**ページ**
• • • •
それはまるで一枚の絵画で、それはまるで一枚の写真。それを目にして自然と脳内に流れる美しい旋律。余計なものは一切排除されたミニマムな世界観。静かで激しい、繊細で大胆。目眩がしそうなほど美しかった。

映画はスペイン語で「El séptimo arte」=「7番目の芸術」という。音楽、文学、絵画、建築、彫刻、舞踊・舞台、そして映画。映画は芸術出なく単なるエンターテインメントだという人もいる。しかし私にとってはやはり芸術なのだ。

人間の視覚と聴覚が刺激されることによって胸の奥に熱を帯びる。この作品は、美しく並べられた数列のようにその刺激が完璧に整えられている。だから、視覚と聴覚から極上の芸術に溺れたい方におすすめしたい一本だ。

第71回カンヌ国際映画祭では監督賞を、第31回ヨーロッパ映画賞では作品賞・監督賞・脚本賞・女優賞・編集賞の5部門を受賞している。

▶︎あらすじ

第二次世界大戦終戦後のポーランド、ピアニストのヴィクトルは民族音楽を披露する音楽舞踊団を結成するためオーディションを行った。そこでズーラという一人の若い女性と出会い、二人は恋に落ちる……

▶︎観賞ポイント

point 1|呼吸をしているかのような映像美

画像出典:『COLD WAR あの歌、2つの心』公式サイト

この作品の一番の注目ポイントであり私が最も愛するポイントが、映像の美しさだ。それは単なる「美しい」だけのものではなく、モノクロームの世界の中にその一つ一つのシーンの息づかいをも感じることができる。脚本・演出・編集・演技の全てが完璧に一つとなって呼吸しているようだ。変な言い方かもしれないが、まるで「映画が生きている」ようだった。
• • • •
**データ抜粋**
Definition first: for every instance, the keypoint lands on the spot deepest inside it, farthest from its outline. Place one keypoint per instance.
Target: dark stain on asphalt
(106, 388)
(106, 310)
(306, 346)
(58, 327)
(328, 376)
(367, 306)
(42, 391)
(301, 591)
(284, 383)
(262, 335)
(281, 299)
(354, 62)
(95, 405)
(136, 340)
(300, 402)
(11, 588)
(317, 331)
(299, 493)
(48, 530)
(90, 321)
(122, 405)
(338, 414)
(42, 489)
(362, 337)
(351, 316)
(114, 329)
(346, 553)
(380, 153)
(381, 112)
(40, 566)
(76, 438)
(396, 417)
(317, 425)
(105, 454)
• • • •
映画評の「第二次世界大戦終戦後のポーラ」から「画が生きている」ようだった。」までの全文を、一字も変えずに打ち直すこと。 記録は別の出典から取ったものである。

第二次世界大戦終戦後のポーランド、ピアニストのヴィクトルは民族音楽を披露する音楽舞踊団を結成するためオーディションを行った。そこでズーラという一人の若い女性と出会い、二人は恋に落ちる……

▶︎観賞ポイント

point 1|呼吸をしているかのような映像美

画像出典:『COLD WAR あの歌、2つの心』公式サイト

この作品の一番の注目ポイントであり私が最も愛するポイントが、映像の美しさだ。それは単なる「美しい」だけのものではなく、モノクロームの世界の中にその一つ一つのシーンの息づかいをも感じることができる。脚本・演出・編集・演技の全てが完璧に一つとなって呼吸しているようだ。変な言い方かもしれないが、まるで「映画が生きている」ようだった。